**Exercise requirements**
Go through the listing and write out all of it exactly.
#### Source records ####
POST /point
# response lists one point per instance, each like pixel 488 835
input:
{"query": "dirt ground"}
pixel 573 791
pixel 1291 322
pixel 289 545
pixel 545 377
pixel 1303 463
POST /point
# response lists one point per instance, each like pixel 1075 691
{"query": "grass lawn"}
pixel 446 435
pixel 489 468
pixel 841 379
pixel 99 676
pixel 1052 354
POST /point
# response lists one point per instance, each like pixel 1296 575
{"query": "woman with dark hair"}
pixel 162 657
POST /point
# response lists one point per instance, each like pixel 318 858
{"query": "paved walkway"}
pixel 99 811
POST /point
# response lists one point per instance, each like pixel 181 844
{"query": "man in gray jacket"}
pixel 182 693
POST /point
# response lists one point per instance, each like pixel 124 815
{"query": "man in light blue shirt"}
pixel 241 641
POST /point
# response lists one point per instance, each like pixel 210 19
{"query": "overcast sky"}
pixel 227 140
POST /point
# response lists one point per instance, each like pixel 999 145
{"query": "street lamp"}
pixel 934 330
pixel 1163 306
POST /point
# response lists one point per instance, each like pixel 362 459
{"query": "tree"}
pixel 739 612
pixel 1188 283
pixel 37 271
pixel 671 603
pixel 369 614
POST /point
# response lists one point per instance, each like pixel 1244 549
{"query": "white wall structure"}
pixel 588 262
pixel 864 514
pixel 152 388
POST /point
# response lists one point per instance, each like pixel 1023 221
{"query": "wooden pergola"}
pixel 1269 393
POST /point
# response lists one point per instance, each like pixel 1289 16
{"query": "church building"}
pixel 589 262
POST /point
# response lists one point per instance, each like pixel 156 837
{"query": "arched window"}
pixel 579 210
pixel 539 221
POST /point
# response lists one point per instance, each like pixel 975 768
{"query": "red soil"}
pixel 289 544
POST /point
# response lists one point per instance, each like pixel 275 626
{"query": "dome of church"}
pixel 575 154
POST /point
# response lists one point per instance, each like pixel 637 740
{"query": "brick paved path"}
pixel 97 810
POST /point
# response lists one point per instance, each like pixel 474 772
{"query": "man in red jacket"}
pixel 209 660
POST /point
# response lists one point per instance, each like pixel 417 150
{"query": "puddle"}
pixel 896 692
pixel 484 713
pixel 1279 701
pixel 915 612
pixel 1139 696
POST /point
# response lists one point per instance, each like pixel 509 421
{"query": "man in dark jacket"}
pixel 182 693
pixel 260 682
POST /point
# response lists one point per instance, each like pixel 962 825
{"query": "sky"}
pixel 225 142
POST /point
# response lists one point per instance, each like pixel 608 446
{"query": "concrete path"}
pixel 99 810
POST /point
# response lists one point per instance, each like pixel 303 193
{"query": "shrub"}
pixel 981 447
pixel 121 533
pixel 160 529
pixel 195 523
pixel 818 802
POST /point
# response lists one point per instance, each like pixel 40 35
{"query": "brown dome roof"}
####
**Completed exercise**
POST /point
# response lists one point per instance, each like pixel 488 835
input:
{"query": "dirt ground"}
pixel 573 791
pixel 1291 322
pixel 289 545
pixel 545 377
pixel 1303 463
POST /point
# response lists one point per instance, each like pixel 1075 691
{"query": "grass lawn"}
pixel 446 435
pixel 489 468
pixel 841 379
pixel 99 676
pixel 1052 354
POST /point
# response lists one point per instance, each like pixel 1296 575
{"query": "woman with dark hair"}
pixel 162 657
POST /point
# response lists one point per instance, each like pixel 318 858
{"query": "paved walkway"}
pixel 99 811
POST /point
# response lists one point per instance, each like pixel 181 844
{"query": "man in gray jacket"}
pixel 182 693
POST /point
# response lists one point per instance, each like pixel 124 815
{"query": "man in light blue shirt"}
pixel 241 641
POST /point
# response lists one point per instance, each like pixel 210 19
{"query": "overcast sky"}
pixel 227 140
POST /point
# response lists one point per instance, each like pixel 999 145
{"query": "street lamp"}
pixel 934 330
pixel 1163 306
POST /point
# response lists one point per instance, each like pixel 362 459
{"query": "tree"}
pixel 739 612
pixel 1188 283
pixel 37 271
pixel 671 603
pixel 369 614
POST /point
# response lists one point per instance, each like pixel 1244 549
{"query": "white wall structure"}
pixel 588 262
pixel 864 514
pixel 152 388
POST /point
# response lists one point per instance, each like pixel 1023 221
{"query": "wooden pergola"}
pixel 1269 393
POST /point
# response lists one point per instance, each like pixel 1289 16
{"query": "church building"}
pixel 589 262
POST /point
# response lists one point per instance, each like pixel 156 837
{"query": "arched window"}
pixel 579 210
pixel 539 221
POST /point
# response lists one point per instance, each like pixel 975 768
{"query": "red soil"}
pixel 289 544
POST /point
# response lists one point per instance, each like pixel 275 626
{"query": "dome of church"}
pixel 575 154
POST /point
# response lists one point per instance, each like pixel 637 740
{"query": "brick paved path"}
pixel 97 810
POST /point
# response lists one point per instance, each like pixel 474 772
{"query": "man in red jacket"}
pixel 209 660
POST /point
# response lists one point per instance, each like pixel 417 150
{"query": "puddle"}
pixel 896 692
pixel 484 713
pixel 1279 701
pixel 915 612
pixel 1139 696
POST /point
# response lists one point per instance, each like pixel 509 421
{"query": "man in dark jacket"}
pixel 182 693
pixel 260 682
POST /point
# response lists one point per instance, each like pixel 962 825
{"query": "sky"}
pixel 225 142
POST /point
# response lists one point per instance, each like pixel 608 446
{"query": "concrete path"}
pixel 99 810
POST /point
# response lists one point per instance, each like pixel 303 193
{"query": "shrub"}
pixel 981 447
pixel 121 533
pixel 160 529
pixel 195 523
pixel 818 802
POST /point
# response lists one point per instance, each like pixel 40 35
{"query": "brown dome roof"}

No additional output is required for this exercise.